— Begin —

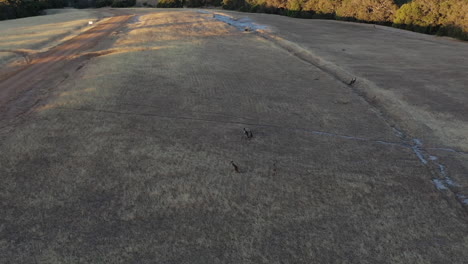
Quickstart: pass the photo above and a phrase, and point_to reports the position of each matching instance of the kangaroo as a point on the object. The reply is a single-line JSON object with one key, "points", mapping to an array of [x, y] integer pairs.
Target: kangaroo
{"points": [[236, 168]]}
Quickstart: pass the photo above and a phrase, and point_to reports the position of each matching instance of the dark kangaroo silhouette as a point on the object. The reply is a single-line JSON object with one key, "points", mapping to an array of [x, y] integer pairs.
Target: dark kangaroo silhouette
{"points": [[236, 168]]}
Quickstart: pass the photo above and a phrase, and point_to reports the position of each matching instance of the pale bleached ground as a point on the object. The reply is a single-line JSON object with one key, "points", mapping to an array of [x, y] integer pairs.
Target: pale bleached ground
{"points": [[34, 34], [128, 161]]}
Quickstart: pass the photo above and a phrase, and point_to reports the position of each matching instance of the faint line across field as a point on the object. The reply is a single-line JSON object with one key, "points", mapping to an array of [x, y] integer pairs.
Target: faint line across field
{"points": [[417, 147], [176, 117]]}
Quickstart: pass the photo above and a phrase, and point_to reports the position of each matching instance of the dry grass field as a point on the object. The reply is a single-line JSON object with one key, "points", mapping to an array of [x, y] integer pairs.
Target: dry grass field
{"points": [[27, 36], [127, 160]]}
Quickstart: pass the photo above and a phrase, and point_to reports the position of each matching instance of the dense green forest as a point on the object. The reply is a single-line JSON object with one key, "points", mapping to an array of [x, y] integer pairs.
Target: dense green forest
{"points": [[441, 17]]}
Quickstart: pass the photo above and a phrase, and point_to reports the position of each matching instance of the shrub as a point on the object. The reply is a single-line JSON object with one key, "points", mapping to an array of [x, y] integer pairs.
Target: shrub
{"points": [[233, 4], [382, 11], [442, 17], [170, 3]]}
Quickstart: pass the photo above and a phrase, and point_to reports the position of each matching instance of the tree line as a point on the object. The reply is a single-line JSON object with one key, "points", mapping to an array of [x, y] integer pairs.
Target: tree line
{"points": [[441, 17]]}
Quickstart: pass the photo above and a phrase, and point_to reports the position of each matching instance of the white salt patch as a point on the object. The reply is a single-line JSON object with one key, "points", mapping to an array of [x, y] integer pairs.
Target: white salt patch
{"points": [[241, 24], [450, 182]]}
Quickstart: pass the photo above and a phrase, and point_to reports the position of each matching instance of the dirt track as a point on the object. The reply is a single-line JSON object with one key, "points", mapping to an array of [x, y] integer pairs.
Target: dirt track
{"points": [[127, 159], [19, 88]]}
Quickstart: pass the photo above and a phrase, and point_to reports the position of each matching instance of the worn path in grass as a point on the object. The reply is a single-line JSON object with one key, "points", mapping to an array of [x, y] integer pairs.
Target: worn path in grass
{"points": [[19, 90], [128, 160]]}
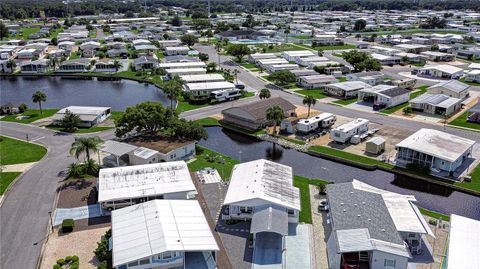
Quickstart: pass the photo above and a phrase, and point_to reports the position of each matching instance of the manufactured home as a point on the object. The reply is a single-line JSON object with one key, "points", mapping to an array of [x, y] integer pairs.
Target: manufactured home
{"points": [[128, 185], [344, 132], [321, 121], [162, 234]]}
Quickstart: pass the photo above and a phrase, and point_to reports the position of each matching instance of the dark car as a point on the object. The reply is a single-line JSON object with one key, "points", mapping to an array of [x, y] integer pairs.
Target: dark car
{"points": [[379, 106]]}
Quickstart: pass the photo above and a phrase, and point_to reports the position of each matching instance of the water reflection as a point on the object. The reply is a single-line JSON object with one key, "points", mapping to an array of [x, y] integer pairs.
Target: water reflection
{"points": [[430, 196]]}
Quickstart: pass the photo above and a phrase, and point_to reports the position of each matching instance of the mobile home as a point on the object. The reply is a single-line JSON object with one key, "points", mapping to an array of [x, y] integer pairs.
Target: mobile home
{"points": [[323, 120], [344, 132]]}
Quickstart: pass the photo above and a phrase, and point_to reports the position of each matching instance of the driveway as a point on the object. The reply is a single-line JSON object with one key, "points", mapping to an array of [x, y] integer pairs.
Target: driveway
{"points": [[83, 212]]}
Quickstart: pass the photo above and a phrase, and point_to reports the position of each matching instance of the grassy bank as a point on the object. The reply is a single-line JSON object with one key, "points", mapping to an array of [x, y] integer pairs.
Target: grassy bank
{"points": [[208, 122], [303, 184], [461, 121], [32, 114], [6, 178], [317, 94], [434, 214], [345, 102], [349, 156], [209, 158], [13, 151]]}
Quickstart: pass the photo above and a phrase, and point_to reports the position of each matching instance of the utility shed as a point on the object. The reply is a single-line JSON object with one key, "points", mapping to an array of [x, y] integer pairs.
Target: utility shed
{"points": [[464, 243], [159, 234], [375, 145]]}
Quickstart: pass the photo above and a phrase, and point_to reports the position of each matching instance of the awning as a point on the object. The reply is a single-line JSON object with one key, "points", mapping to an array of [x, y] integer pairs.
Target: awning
{"points": [[117, 148], [270, 219]]}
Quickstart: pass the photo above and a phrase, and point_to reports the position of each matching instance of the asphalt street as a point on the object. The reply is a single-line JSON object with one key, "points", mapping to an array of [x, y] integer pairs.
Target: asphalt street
{"points": [[24, 213]]}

— End —

**Aim of the exercise**
Return the lines from the line containing "of the driveway" to the end of the entries above, exactly as they appear and with no other output.

**Output for this exercise**
Quickstart: pass the photo above and a phrase, and point_to reports the position of each matching instance of the driveway as a point on the object. The reply is a single-line JSON object with one key, "points", mapping to an array of [x, y] integer pairs.
Target: driveway
{"points": [[83, 212]]}
Quickstart: pass the photo above and a phrase, and point_to reports the position of each matching instance of the grassy bank as a point on the object. The reply is a single-line JSON object with one key, "points", mapping to an array of [x, y] integer pairs.
Target: grassy bank
{"points": [[208, 122], [303, 184], [461, 121], [32, 114], [6, 178], [317, 94], [434, 214], [345, 102], [349, 156], [209, 158], [13, 151]]}
Quickstart: pass the photo above and a phrase, and point_to reports the position of each matching instance of the utility shed as a point on the object. The reply is a single-line JSON object with one key, "points", mapping to an array of [x, y] integer pairs.
Target: utility shed
{"points": [[464, 243], [159, 234], [375, 145]]}
Quickstart: pass the photo above and a phrase, and point_to reports the position of each matching instance of the awning as a point on the object. The reply is a single-line JSON object with one key, "points", mapping to an array of [x, y] integer pairs.
Target: awning
{"points": [[117, 148], [270, 219]]}
Quickstart: pass the photo above and a phrase, and point_to reports the position of each matching instance of the asphalt street as a point on the object. The reply is a single-line JSON object with one key, "points", mapping to an array of [x, y] integer pairs.
Target: asphalt street
{"points": [[24, 213]]}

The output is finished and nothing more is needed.